— What is needed —
Rewrite the passage of the mailing list thread below from "For +, the (current)" down to "rather special operation.", changing "behavior" to "outcome".

— Text —
** BEGIN **

Mailing List Archive

[NASL2] Auto-conversion with + and -
My philosophical problem with the undefined value led me to look
better at the + and - operators.
The code is ugly, so I decided to rewrite it in a simpler way.
The big question is: what do we do when we have heterogeneous
arguments?
For +, the (current) result is a string as soon as one argument is a
string.
e.g. "x" + 3 = "x3" and 3 + "x" = "3x"
This also means that "123" + 7 = "1237"

For -, the behavior is identical, although I am not sure it is a good
idea, because "string subtraction" is a rather special operation.

Maybe after we should just print a warning and returns an error (null)
but I suspect that this would break a couple of scripts.

--
mailto:arboi@alussinan.org
GPG Public keys: http://michel.arboi.free.fr/pubkey.txt
http://michel.arboi.free.fr/ http://arboi.da.ru/
FAQNOPI de fr.comp.securite : http://faqnopi.da.ru/
RE: [NASL2] Auto-conversion with + and - [ In reply to ]
When a programmer chooses an operator, she will mean either addition or
string concatenation, without any ambiguity in mind. It's pretty
unfortunate if the language doesn't capture this information. Since you
have chosen '+' to mean string concatenation and addition, you need to
disambiguate which operation is meant at run time (it has to be done at run
time since the disambiguation depends on operand types, which is only known
at run time). Seems like a pretty odd problem since the programmer knew
what he meant in the first place.

When you combine ambiguity of operators with ambiguity of data types (either
through automatic type conversion or undefined values or both), you end up
with too many difficult question to answer.

** END **

— Information supplied —
** BEGIN **

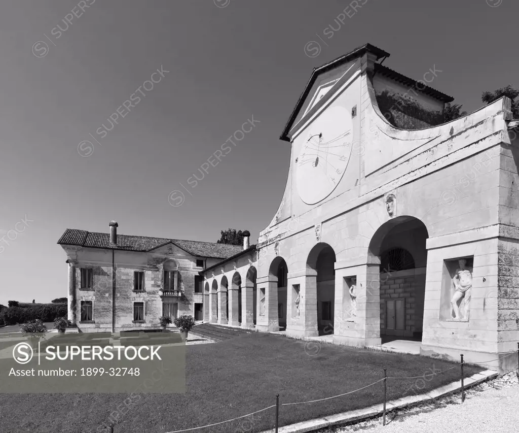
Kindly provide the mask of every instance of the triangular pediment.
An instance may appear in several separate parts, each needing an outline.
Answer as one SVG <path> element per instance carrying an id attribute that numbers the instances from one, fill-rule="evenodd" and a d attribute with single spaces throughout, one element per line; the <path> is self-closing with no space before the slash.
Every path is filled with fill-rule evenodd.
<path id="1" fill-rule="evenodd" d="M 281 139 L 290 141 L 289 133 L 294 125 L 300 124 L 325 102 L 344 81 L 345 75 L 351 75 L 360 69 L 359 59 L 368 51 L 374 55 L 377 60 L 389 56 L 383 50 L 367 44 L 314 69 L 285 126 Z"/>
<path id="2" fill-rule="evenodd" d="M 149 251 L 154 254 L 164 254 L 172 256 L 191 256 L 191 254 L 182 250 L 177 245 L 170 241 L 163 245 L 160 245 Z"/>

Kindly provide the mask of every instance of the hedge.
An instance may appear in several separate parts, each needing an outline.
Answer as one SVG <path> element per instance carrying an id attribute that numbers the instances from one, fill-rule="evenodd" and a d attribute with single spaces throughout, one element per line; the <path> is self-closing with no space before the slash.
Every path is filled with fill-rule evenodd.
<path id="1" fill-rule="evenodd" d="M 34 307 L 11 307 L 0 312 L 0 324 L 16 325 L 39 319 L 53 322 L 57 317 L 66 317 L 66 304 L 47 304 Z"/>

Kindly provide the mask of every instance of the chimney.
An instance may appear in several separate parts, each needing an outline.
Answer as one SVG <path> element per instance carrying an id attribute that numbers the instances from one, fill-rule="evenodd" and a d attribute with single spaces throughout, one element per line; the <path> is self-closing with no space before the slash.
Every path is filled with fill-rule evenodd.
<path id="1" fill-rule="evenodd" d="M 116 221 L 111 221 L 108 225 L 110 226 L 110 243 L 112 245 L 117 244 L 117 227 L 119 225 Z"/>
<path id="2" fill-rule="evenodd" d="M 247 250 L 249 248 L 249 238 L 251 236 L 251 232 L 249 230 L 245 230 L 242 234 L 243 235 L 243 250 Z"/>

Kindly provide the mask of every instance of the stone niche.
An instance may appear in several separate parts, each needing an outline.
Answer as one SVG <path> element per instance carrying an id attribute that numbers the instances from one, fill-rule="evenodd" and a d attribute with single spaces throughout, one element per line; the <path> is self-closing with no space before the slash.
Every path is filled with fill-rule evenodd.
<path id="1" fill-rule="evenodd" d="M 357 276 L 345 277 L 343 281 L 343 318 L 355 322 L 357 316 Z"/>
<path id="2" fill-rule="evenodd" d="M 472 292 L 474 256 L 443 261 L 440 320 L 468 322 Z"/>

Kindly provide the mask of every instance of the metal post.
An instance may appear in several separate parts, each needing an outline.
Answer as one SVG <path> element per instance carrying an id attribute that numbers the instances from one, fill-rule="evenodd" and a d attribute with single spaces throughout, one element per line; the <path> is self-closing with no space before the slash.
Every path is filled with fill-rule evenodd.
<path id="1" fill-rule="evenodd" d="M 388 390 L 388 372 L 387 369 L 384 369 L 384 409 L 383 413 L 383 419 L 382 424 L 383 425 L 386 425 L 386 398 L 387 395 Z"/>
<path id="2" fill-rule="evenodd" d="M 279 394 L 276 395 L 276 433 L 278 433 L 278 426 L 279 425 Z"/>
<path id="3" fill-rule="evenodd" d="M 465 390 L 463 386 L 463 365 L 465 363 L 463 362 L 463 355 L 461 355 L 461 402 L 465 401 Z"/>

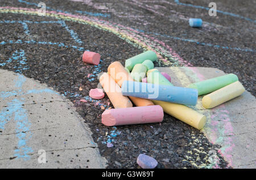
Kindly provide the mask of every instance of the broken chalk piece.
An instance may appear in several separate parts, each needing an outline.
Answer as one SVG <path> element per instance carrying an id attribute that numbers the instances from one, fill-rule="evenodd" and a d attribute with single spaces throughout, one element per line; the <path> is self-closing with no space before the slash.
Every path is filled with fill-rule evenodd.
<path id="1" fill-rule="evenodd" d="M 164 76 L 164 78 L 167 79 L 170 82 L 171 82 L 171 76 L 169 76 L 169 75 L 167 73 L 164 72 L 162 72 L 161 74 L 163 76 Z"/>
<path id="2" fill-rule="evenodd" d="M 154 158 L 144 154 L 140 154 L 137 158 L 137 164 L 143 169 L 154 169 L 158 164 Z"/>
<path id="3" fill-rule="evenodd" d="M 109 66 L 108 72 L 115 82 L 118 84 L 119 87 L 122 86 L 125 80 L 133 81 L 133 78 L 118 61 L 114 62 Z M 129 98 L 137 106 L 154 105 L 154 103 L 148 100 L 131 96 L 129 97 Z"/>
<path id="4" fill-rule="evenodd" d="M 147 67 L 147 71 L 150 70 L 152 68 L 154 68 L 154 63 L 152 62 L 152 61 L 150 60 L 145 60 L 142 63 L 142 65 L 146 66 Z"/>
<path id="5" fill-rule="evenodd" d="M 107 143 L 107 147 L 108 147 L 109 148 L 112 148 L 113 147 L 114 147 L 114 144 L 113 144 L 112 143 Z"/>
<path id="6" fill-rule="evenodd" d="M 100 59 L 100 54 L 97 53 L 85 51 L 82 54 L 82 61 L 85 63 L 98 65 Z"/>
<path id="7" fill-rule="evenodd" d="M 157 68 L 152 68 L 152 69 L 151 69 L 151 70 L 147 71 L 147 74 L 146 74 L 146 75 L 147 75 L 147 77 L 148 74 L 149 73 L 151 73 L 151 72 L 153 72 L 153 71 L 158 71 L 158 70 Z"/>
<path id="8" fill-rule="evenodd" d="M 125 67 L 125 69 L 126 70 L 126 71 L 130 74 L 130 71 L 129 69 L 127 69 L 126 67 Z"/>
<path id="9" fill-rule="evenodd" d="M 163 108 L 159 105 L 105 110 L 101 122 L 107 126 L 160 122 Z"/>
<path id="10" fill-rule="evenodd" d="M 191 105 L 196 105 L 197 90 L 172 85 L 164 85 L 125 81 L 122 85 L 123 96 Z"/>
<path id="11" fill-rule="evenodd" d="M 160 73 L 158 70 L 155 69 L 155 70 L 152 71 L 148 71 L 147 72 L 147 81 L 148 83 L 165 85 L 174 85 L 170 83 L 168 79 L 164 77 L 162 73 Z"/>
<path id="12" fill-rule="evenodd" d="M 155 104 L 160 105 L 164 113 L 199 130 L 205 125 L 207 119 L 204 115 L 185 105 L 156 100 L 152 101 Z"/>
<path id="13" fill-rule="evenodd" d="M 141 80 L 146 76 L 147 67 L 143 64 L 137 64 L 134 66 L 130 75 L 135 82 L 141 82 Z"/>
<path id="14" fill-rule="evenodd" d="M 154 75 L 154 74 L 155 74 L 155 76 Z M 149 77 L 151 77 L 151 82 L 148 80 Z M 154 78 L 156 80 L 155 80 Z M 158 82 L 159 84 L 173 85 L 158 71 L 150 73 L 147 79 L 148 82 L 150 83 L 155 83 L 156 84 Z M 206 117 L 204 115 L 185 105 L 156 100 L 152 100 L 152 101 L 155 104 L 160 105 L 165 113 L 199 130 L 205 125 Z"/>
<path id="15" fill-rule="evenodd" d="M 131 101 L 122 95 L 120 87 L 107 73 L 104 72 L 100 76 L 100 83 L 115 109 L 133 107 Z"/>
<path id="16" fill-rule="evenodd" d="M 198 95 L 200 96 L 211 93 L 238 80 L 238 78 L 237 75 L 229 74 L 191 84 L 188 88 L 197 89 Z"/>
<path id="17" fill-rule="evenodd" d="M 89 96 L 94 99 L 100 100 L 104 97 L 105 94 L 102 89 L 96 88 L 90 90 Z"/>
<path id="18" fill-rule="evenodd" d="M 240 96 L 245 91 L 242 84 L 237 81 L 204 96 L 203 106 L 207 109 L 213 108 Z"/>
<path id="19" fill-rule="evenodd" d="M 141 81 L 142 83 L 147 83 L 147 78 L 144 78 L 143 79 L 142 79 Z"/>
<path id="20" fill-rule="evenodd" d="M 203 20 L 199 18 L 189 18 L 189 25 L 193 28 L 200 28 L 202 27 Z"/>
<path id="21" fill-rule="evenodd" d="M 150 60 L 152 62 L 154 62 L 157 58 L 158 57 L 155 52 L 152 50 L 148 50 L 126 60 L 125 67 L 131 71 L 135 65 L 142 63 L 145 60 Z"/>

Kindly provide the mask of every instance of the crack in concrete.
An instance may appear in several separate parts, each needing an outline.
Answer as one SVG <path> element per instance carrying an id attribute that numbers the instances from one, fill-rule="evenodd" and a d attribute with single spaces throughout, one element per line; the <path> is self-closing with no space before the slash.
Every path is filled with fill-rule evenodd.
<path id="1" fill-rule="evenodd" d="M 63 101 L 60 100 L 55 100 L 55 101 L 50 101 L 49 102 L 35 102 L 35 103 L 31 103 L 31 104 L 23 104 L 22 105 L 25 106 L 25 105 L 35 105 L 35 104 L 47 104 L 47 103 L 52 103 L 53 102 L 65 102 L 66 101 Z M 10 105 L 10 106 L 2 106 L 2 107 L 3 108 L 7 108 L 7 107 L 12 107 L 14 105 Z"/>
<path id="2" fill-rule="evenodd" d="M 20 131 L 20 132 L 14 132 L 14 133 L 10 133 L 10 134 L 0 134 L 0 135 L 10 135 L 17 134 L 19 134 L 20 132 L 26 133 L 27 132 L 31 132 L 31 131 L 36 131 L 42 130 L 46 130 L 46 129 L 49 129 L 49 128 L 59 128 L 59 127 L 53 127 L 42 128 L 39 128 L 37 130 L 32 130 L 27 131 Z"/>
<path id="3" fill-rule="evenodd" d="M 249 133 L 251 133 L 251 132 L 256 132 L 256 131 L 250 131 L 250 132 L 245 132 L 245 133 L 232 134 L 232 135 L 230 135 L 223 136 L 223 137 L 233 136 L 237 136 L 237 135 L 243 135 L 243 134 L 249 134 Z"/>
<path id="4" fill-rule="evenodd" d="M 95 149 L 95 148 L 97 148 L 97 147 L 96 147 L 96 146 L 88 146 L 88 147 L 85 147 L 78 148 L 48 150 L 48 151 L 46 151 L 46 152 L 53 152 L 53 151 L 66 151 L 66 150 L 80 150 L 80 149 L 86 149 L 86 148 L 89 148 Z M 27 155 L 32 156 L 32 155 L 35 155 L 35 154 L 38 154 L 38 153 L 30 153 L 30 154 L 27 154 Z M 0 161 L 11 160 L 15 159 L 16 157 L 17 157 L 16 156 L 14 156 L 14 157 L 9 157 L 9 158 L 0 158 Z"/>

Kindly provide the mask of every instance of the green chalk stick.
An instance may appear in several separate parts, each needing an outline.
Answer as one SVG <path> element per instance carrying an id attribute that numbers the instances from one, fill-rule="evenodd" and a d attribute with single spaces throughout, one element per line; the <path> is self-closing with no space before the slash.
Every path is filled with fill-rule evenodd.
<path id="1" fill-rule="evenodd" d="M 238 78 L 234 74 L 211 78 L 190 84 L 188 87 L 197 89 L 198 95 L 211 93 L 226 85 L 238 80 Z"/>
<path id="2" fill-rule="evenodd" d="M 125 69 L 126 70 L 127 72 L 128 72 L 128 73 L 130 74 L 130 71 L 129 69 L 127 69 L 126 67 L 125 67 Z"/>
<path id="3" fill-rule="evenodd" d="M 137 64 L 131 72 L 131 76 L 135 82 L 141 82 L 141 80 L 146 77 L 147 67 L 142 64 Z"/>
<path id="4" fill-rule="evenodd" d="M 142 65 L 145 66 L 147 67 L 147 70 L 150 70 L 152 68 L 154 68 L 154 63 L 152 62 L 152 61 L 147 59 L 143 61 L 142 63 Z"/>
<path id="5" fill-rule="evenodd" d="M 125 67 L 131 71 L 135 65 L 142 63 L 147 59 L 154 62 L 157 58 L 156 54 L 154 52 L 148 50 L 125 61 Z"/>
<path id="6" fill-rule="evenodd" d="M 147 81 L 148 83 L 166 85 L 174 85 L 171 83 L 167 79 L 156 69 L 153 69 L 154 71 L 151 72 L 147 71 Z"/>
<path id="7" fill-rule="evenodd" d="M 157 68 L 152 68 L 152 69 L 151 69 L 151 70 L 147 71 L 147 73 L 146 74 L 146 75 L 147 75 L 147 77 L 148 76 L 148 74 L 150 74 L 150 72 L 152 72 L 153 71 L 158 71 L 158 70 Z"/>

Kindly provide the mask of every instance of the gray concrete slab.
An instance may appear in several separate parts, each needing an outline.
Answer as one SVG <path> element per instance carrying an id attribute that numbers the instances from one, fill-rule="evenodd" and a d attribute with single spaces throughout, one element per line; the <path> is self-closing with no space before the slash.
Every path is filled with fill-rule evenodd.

** END **

— Worked solution —
For +, the (current) result is a string as soon as one argument is a
string.
e.g. "x" + 3 = "x3" and 3 + "x" = "3x"
This also means that "123" + 7 = "1237"

For -, the outcome is identical, although I am not sure it is a good
idea, because "string subtraction" is a rather special operation.